** begin **

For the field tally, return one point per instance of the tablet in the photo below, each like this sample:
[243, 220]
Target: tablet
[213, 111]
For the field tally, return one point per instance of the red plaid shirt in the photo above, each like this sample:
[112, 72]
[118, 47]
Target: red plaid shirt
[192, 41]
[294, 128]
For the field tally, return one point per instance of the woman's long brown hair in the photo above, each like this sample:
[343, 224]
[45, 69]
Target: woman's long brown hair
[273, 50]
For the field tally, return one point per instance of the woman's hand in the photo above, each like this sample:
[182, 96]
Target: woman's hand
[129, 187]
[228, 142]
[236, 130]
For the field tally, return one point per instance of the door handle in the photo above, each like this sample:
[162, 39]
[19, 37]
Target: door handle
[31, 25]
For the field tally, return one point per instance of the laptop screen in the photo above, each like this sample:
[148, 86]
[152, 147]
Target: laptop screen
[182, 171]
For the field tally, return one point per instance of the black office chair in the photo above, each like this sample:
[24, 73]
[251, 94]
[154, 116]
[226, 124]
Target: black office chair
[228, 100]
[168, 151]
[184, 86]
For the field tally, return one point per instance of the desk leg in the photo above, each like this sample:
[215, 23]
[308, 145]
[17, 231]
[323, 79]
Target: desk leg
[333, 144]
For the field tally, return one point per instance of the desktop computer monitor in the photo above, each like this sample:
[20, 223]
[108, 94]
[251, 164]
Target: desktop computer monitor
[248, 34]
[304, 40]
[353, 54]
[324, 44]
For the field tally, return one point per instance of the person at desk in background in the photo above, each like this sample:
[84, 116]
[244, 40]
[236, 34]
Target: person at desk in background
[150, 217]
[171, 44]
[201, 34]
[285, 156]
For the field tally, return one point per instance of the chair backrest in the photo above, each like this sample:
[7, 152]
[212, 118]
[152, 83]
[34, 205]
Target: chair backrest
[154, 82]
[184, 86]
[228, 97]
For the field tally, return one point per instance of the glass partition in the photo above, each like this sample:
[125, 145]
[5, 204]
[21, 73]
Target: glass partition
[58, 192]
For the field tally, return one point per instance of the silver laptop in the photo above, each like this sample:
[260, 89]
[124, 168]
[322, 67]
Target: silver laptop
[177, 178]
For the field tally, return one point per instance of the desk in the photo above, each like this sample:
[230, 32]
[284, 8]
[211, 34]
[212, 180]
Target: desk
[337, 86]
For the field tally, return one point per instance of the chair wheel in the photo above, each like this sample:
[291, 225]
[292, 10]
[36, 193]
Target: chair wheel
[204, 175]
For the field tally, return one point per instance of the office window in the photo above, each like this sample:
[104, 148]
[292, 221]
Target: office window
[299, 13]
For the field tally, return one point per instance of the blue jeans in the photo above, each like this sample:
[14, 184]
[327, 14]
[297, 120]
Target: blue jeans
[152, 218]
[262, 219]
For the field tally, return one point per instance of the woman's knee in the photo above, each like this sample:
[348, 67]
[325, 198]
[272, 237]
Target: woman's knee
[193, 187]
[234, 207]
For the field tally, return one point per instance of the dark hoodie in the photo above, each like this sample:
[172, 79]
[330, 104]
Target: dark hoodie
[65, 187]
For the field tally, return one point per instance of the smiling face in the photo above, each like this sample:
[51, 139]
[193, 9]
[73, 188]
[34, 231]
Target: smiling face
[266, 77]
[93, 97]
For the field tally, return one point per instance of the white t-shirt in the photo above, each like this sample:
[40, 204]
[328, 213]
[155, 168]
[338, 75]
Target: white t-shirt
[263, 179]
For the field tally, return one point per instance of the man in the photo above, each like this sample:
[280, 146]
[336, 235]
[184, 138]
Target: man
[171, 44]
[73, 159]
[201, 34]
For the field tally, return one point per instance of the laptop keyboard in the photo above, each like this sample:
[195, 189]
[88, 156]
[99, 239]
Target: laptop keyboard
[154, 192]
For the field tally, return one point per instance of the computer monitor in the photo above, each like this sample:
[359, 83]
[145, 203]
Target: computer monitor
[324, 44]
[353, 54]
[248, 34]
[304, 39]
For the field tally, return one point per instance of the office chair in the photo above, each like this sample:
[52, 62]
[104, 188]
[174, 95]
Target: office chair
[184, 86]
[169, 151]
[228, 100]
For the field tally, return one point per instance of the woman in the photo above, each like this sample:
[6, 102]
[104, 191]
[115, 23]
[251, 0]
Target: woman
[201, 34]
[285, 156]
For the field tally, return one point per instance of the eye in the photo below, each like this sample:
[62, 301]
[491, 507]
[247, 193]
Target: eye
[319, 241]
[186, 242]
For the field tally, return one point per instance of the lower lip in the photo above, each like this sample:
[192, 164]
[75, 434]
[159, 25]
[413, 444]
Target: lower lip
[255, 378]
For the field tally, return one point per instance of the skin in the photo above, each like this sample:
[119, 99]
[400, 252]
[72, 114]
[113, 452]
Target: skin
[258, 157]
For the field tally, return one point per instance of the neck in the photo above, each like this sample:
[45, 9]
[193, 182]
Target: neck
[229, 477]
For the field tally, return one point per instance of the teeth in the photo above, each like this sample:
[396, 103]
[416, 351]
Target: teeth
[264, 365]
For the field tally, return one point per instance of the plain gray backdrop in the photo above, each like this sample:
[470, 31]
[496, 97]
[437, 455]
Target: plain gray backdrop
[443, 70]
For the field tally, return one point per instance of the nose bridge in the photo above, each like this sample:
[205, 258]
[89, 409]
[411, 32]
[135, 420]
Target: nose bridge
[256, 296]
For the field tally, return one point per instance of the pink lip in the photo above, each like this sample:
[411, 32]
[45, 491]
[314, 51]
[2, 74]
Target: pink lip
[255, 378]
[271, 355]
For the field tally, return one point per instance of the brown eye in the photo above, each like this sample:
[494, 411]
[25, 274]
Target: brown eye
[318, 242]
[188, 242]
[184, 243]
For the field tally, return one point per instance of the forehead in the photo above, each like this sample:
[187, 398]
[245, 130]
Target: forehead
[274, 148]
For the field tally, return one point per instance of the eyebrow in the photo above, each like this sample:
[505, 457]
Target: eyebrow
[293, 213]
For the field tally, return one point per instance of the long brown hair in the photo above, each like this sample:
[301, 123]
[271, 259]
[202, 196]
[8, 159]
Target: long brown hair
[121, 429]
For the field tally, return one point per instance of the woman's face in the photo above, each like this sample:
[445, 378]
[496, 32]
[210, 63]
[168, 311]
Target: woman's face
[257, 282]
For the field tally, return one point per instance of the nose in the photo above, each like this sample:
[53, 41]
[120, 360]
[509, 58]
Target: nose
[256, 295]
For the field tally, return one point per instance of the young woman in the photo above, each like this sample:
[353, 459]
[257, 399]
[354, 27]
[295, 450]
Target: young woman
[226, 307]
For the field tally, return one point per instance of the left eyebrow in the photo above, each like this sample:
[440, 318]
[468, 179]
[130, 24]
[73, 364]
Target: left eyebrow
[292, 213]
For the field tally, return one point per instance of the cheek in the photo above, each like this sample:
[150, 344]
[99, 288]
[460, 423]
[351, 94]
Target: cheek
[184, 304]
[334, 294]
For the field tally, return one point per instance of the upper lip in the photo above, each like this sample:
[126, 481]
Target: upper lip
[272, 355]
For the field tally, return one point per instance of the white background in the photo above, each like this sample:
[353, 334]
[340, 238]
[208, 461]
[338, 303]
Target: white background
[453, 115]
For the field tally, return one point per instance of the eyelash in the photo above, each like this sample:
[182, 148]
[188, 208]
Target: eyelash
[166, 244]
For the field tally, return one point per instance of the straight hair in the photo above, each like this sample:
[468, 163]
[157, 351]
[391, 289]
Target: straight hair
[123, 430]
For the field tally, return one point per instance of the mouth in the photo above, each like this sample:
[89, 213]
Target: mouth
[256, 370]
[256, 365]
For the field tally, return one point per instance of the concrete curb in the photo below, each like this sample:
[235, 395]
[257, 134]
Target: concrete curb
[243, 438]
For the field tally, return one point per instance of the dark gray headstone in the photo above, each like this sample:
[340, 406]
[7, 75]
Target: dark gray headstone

** end **

- **Objective**
Take the line holding "of the cheek" and all lines after it through the end of the data, and set them down exactly.

- **Complete output**
For the field tally, return one point per instance of the cheek in the photo above, each like this sample:
[150, 344]
[99, 288]
[460, 423]
[351, 94]
Target: cheek
[184, 304]
[334, 294]
For the field tally, return one point per instance of the upper lip in the photo above, each like this sample:
[126, 481]
Target: upper lip
[272, 355]
For the field tally, return one point per instance of the white background in the photo above, each like this sample:
[353, 334]
[340, 238]
[208, 461]
[338, 303]
Target: white background
[453, 115]
For the field tally, return one point per instance of the eyelash in the photo above, each like this sample:
[182, 148]
[188, 208]
Target: eyelash
[166, 244]
For the field tally, return one point per instance of the straight hair in the photo above, each like this sample:
[468, 163]
[157, 351]
[391, 289]
Target: straight hair
[123, 430]
For the field tally, return one point per instance of the mouth in the photo above, each like this sample:
[89, 213]
Target: mouth
[256, 370]
[256, 365]
For the field tally, return one point per instance of the concrete curb in the photo below, each like this sample:
[235, 395]
[257, 134]
Target: concrete curb
[243, 438]
For the field tally, return one point per instance of the dark gray headstone in the photo above, each like this sample:
[340, 406]
[7, 75]
Target: dark gray headstone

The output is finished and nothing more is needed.